• TASK REQUIREMENTS
Could you filter the records below down to the lines that include the word "target"?

Saved data entries:
□ □ □ □

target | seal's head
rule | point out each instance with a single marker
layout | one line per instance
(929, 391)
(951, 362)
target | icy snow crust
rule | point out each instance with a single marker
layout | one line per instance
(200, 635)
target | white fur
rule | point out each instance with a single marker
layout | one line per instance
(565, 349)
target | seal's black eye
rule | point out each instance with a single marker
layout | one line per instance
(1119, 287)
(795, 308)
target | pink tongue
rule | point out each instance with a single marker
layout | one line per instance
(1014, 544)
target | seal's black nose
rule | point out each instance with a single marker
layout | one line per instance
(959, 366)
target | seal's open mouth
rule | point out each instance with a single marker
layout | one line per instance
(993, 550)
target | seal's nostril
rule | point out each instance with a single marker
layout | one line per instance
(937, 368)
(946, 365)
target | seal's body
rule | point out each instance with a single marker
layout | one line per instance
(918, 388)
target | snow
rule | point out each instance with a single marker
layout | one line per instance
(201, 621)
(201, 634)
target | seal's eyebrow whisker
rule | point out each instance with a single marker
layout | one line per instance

□ □ □ □

• FINISHED TASK
target | seal's head
target | icy snow crust
target | white fur
target | seal's black eye
target | pink tongue
target | seal's black nose
target | seal's open mouth
target | seal's nostril
target | seal's body
target | snow
target | seal's eyebrow whisker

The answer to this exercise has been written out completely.